Extrait du document

====================

Pour cette étude, les auteurs utilisent principalement des publications antérieures de A. Cissé, de Mme Mireille Delmas-Marty [4], le texte du Traité lui-même et le matériel – actes, décisions, jurisprudence, doctrine – mis à disposition par l’organisation sur son site internet www.ohada.com.

Sortant légèrement du cadre proposé par mes études, j’ai trouvé souhaitable, quinze ans après la publication de ce retour d’expérience, vingt-cinq ans après la mise en place du Traité, de revisiter le statut des principaux critères d’opérationnalité et d’efficacité de l’institution OHADA et de présenter les évolutions récentes. Et quoi de plus naturel que d’interviewer le principal contributeur à l’étude originale, M. Mamoudou Niane [5].

Dans un environnement international exigeant, l’opérationnalité du droit communautaire de l’OHADA se mesure dans la simplicité institutionnelle pour réaliser les tâches définies dans sa mission – l’harmonisation du Droit des Affaires en Afrique aux fins de garantir une sécurité juridique et judiciaire aux investisseurs et aux entreprises.

L’institution s’est dotée d’instances uniques, légères et complémentaires : la conférence des Chefs d’Etats [6] et de Gouvernement pour impulser les grandes orientations, le Conseil des Ministres qui exerce le pouvoir exécutif et normatif, le Secrétariat Permanent pour coordonner et préparer les projets normatifs et communiquer avec les tiers, la Cour Commune de Justice et d’Arbitrage comme organe juridictionnel commun et supranational, et l’École Régionale Supérieure de la Magistrature pour former et documenter en droit des affaires.

Cette organisation très souple et basée sur le recours au consensus dans l’adoption des règles communes adoptées en Conseil des Ministres, traduit parfaitement le besoin de l’impératif d’opérationnalité par les États membres.

====================

Données enregistrées
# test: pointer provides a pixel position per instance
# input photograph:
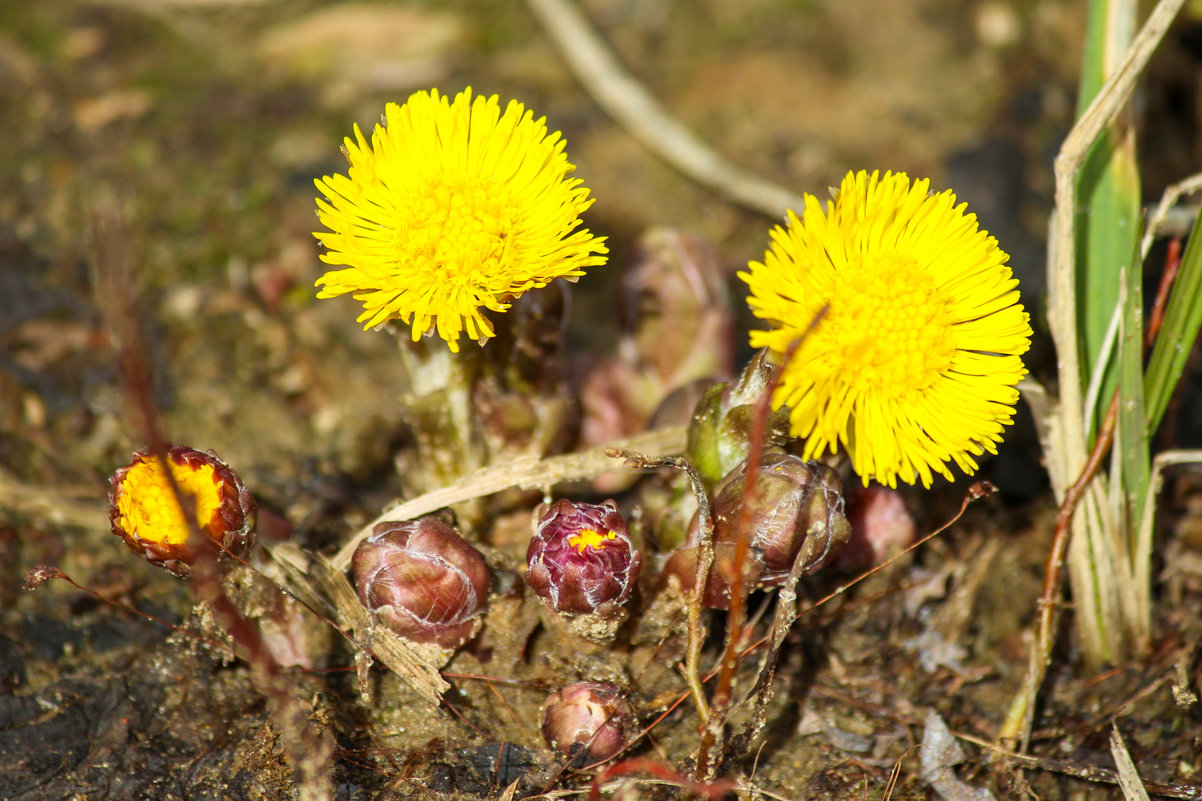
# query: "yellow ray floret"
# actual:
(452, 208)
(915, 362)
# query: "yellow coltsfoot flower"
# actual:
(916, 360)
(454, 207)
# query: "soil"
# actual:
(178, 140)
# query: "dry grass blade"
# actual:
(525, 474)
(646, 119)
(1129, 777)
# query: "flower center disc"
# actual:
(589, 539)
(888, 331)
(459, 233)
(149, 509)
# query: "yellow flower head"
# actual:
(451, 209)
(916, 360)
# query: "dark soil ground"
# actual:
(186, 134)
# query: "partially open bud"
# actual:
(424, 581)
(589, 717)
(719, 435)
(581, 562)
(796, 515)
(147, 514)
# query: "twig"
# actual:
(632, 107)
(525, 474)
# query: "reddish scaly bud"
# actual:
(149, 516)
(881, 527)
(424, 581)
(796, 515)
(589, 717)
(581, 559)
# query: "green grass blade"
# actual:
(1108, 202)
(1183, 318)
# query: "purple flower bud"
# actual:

====================

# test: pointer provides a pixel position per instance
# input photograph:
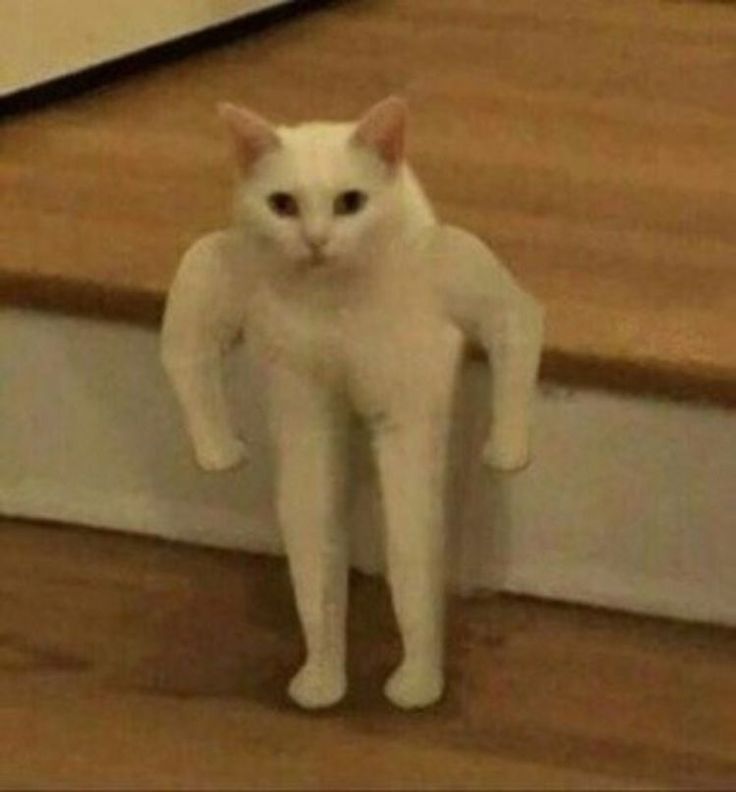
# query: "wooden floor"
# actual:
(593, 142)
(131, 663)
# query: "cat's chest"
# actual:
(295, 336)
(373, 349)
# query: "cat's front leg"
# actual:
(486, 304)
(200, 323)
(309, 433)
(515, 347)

====================

Rédigez la suite du texte sur l'OHADA, à partir de sa dernière phrase.

Résultat de l'exercice
Sur le plan normatif, l’institution à tout pouvoir pour se saisir de toute nouvelle matière et recourt à la technique des « règles matérielles » [7] pour harmoniser le droit des affaires en imposant directement avec des actes uniformes les ordres juridiques nationaux. La technique juridique dite de la supranationalité assure alors la convergence des droits locaux sur les sujets harmonisés. Ainsi, contrairement à l’Europe, il n’est pas nécessaire d’avoir une transposition dans le droit local qui pourrait neutraliser une partie du droit communautaire.

L’efficacité de l’OHADA se mesure par le niveau d’harmonisation, de standardisation, de simplicité, de modernité et d’adaptation du droit des affaires aux croyances et aux pratiques.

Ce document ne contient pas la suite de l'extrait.